[Start of Attachment]

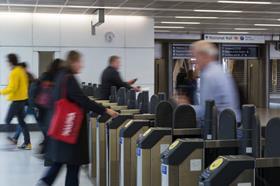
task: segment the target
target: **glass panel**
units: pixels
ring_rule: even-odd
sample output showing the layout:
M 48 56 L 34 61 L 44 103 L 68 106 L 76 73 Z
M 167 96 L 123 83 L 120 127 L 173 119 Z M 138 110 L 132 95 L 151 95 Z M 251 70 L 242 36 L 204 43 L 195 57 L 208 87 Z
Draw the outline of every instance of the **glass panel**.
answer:
M 280 107 L 280 59 L 269 63 L 269 107 Z

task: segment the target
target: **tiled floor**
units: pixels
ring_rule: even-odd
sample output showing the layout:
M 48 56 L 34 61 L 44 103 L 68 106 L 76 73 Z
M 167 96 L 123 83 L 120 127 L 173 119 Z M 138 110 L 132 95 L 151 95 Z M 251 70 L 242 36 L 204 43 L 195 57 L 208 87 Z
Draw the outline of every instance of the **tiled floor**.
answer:
M 31 133 L 33 146 L 40 141 L 38 132 Z M 32 151 L 18 150 L 6 141 L 6 134 L 0 133 L 0 186 L 34 186 L 46 168 L 43 161 L 35 158 Z M 64 186 L 65 170 L 61 172 L 54 186 Z M 81 171 L 81 186 L 93 186 L 85 171 Z

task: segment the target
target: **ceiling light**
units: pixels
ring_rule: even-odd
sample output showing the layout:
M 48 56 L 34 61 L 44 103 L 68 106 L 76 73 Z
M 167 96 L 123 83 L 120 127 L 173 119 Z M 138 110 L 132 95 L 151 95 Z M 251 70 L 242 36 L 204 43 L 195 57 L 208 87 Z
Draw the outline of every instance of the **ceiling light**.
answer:
M 170 32 L 170 30 L 155 30 L 155 32 Z
M 154 28 L 185 28 L 183 26 L 154 26 Z
M 218 19 L 218 17 L 176 16 L 177 19 Z
M 162 21 L 162 24 L 180 24 L 180 25 L 199 25 L 200 22 L 173 22 L 173 21 Z
M 221 13 L 241 13 L 241 10 L 201 10 L 195 9 L 195 12 L 221 12 Z
M 280 24 L 254 24 L 255 26 L 280 26 Z
M 249 34 L 249 32 L 217 32 L 218 34 Z
M 235 28 L 234 30 L 268 30 L 267 28 Z
M 218 1 L 218 3 L 233 3 L 233 4 L 258 4 L 258 5 L 270 5 L 271 2 L 266 1 Z

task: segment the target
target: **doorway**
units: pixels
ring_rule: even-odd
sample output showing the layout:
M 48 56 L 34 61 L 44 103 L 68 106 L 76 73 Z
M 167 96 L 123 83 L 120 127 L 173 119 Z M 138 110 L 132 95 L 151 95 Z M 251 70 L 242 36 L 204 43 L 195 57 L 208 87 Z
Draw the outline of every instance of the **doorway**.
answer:
M 280 108 L 280 59 L 269 62 L 269 108 Z
M 48 66 L 53 62 L 55 57 L 54 51 L 39 51 L 38 52 L 38 58 L 39 58 L 39 64 L 38 64 L 38 73 L 39 76 L 42 75 L 42 73 L 46 72 Z
M 261 105 L 261 60 L 223 58 L 223 67 L 236 83 L 241 104 Z

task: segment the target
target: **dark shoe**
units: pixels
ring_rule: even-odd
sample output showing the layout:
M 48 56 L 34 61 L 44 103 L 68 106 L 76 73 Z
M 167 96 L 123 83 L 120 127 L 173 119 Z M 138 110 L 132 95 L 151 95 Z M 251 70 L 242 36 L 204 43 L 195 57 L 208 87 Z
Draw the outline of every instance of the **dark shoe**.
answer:
M 18 146 L 19 149 L 23 149 L 23 150 L 31 150 L 32 149 L 32 145 L 31 143 L 28 144 L 22 144 L 21 146 Z
M 13 137 L 8 136 L 8 137 L 7 137 L 7 140 L 8 140 L 9 142 L 11 142 L 12 144 L 14 144 L 14 145 L 17 144 L 17 140 L 16 140 L 15 138 L 13 138 Z

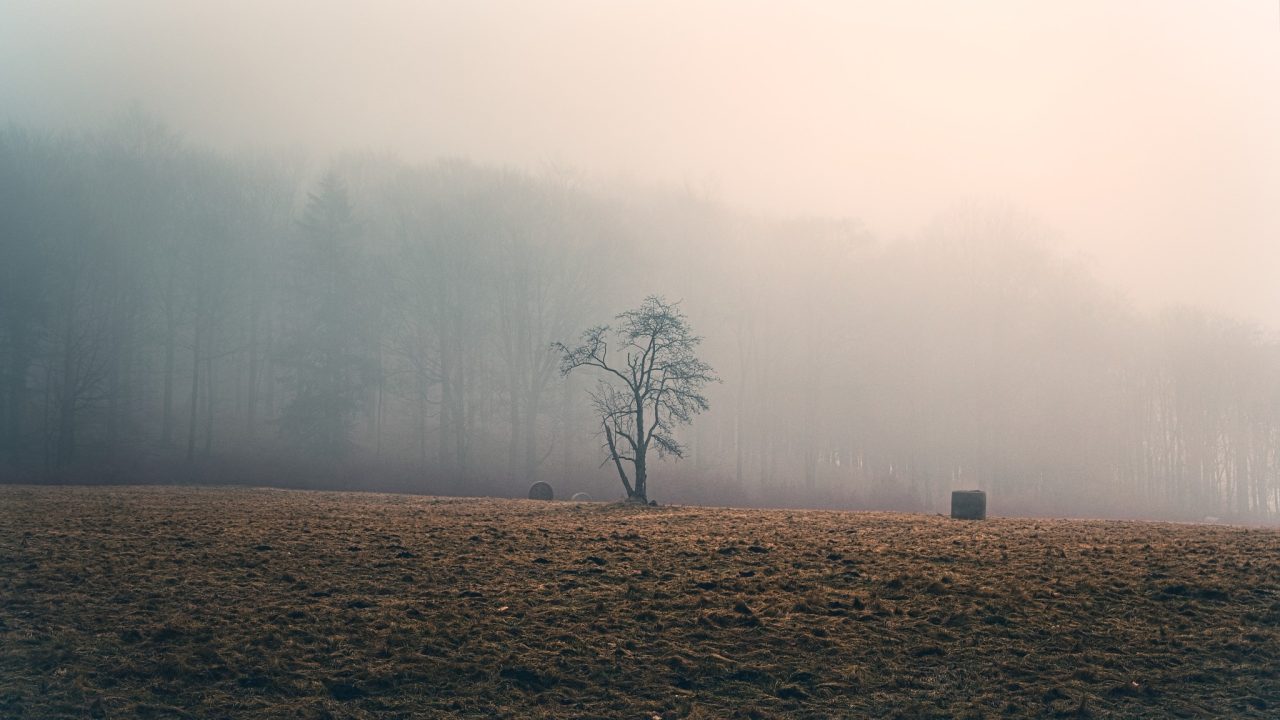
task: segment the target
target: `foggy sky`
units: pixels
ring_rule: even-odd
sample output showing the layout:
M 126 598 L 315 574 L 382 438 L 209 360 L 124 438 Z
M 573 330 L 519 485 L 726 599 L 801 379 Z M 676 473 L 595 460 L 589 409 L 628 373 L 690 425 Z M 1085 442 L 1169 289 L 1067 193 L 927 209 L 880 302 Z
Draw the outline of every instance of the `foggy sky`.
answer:
M 559 164 L 884 238 L 996 202 L 1141 306 L 1280 326 L 1266 0 L 0 0 L 0 120 Z

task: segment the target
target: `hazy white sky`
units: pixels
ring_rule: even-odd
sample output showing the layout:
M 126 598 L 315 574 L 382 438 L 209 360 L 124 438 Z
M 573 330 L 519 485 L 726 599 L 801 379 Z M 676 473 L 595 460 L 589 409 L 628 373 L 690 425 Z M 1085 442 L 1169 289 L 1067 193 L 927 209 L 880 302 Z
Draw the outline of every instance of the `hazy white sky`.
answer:
M 0 118 L 691 184 L 910 233 L 1020 207 L 1280 327 L 1280 3 L 0 0 Z

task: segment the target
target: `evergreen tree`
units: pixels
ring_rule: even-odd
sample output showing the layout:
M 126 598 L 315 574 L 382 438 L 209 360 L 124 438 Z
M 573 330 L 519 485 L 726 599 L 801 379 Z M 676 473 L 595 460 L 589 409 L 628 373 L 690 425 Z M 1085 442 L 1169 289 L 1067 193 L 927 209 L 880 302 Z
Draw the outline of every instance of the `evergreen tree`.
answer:
M 308 199 L 292 253 L 285 348 L 292 397 L 281 428 L 300 446 L 346 451 L 374 364 L 363 289 L 365 258 L 346 187 L 330 173 Z

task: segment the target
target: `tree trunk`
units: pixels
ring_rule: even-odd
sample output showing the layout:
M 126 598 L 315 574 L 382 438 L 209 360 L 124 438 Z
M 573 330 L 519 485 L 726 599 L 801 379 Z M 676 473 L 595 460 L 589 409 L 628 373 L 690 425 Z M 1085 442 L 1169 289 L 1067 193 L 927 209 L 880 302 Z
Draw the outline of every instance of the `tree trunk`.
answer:
M 382 353 L 378 353 L 378 390 L 374 397 L 374 423 L 373 423 L 373 445 L 374 454 L 382 457 L 382 423 L 383 402 L 386 399 L 387 380 L 386 375 L 382 372 Z
M 173 442 L 173 368 L 174 345 L 178 341 L 178 321 L 174 312 L 173 273 L 169 273 L 164 308 L 164 398 L 160 418 L 160 442 L 168 447 Z
M 609 443 L 609 457 L 613 459 L 613 466 L 618 470 L 618 479 L 622 481 L 622 487 L 627 491 L 627 499 L 631 500 L 636 496 L 635 488 L 631 487 L 631 483 L 627 480 L 627 472 L 622 469 L 622 461 L 618 459 L 618 446 L 613 437 L 613 430 L 609 428 L 608 421 L 604 426 L 604 437 Z
M 200 409 L 200 319 L 192 323 L 191 341 L 191 413 L 187 422 L 187 462 L 196 457 L 196 418 Z
M 649 496 L 647 494 L 646 485 L 649 479 L 649 471 L 646 465 L 645 454 L 649 450 L 649 441 L 645 437 L 644 430 L 644 404 L 640 401 L 639 396 L 636 397 L 636 487 L 631 499 L 647 503 Z
M 213 354 L 204 361 L 204 456 L 213 454 Z
M 418 465 L 427 466 L 427 379 L 419 372 L 418 378 Z
M 507 445 L 507 471 L 513 476 L 521 473 L 524 469 L 520 464 L 520 441 L 522 439 L 521 436 L 524 434 L 524 423 L 521 422 L 520 418 L 519 384 L 516 374 L 514 372 L 508 373 L 507 387 L 510 389 L 511 403 L 507 410 L 511 421 L 511 442 Z M 520 479 L 527 480 L 528 477 L 528 475 L 524 475 Z
M 62 338 L 62 385 L 58 393 L 58 444 L 54 457 L 59 467 L 66 465 L 75 454 L 76 439 L 76 377 L 75 358 L 75 293 L 67 293 L 66 326 Z
M 249 392 L 245 396 L 245 435 L 250 442 L 256 440 L 258 422 L 258 321 L 262 314 L 261 292 L 254 280 L 253 296 L 249 306 Z
M 439 430 L 440 443 L 436 446 L 436 464 L 441 468 L 452 468 L 449 456 L 454 432 L 453 417 L 453 362 L 449 350 L 442 339 L 440 343 L 440 412 L 436 413 L 436 425 Z
M 537 395 L 530 392 L 524 401 L 524 472 L 527 478 L 537 475 L 538 466 L 542 464 L 538 457 L 538 410 Z
M 14 320 L 10 337 L 13 340 L 9 356 L 9 392 L 6 408 L 5 446 L 9 460 L 14 465 L 22 451 L 22 413 L 27 402 L 27 366 L 30 363 L 27 352 L 27 326 L 22 318 Z

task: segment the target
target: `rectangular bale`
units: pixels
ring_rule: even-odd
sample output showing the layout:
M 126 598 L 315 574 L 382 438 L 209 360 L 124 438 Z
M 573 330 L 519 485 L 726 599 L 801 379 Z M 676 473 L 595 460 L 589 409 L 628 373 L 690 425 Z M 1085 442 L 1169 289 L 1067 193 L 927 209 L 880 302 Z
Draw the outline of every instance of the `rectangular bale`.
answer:
M 981 490 L 953 490 L 951 517 L 956 520 L 986 520 L 987 494 Z

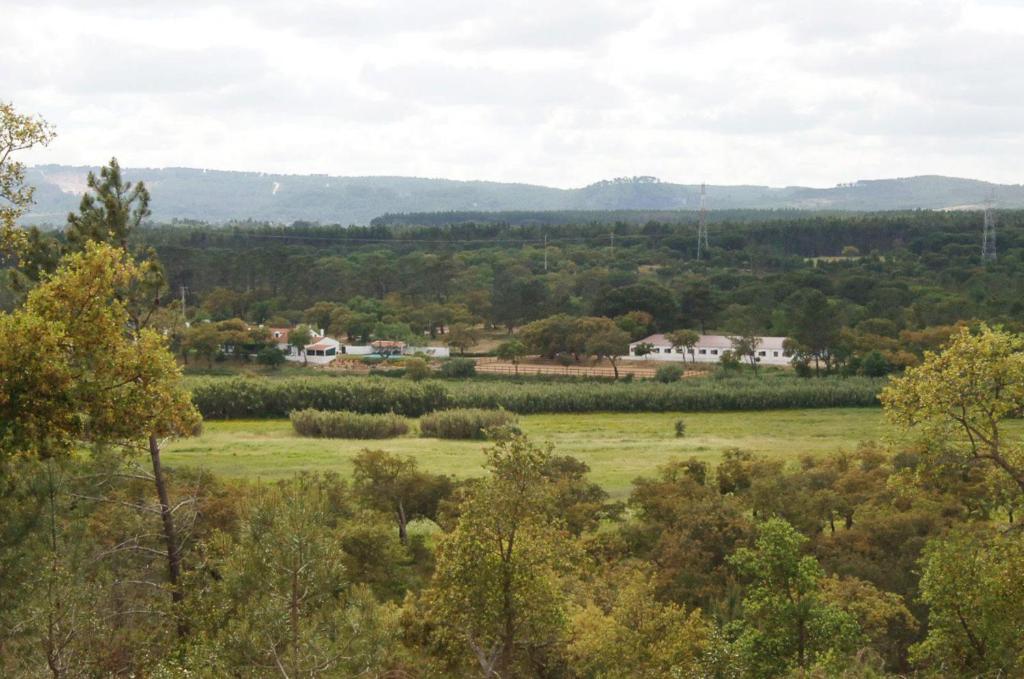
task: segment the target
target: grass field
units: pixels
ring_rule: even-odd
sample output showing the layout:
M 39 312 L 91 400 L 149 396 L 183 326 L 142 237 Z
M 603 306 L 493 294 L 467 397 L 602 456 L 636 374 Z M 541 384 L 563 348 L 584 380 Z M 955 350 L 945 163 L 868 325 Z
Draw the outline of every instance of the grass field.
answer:
M 676 438 L 674 423 L 686 422 Z M 722 451 L 742 448 L 787 460 L 804 454 L 852 450 L 891 432 L 876 408 L 776 410 L 733 413 L 589 413 L 520 418 L 535 441 L 550 441 L 555 452 L 573 455 L 591 468 L 591 478 L 615 497 L 630 482 L 650 475 L 673 457 L 694 456 L 715 463 Z M 403 437 L 382 441 L 307 439 L 287 420 L 211 421 L 202 436 L 167 446 L 168 465 L 201 466 L 233 477 L 275 479 L 302 470 L 335 470 L 347 475 L 363 448 L 413 455 L 428 471 L 467 477 L 482 473 L 480 441 Z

[End of Attachment]

What the task asks: Write out each line above containing "rectangular".

Answer to this exercise:
target: `rectangular bale`
Draw the outline of every instance of the `rectangular bale`.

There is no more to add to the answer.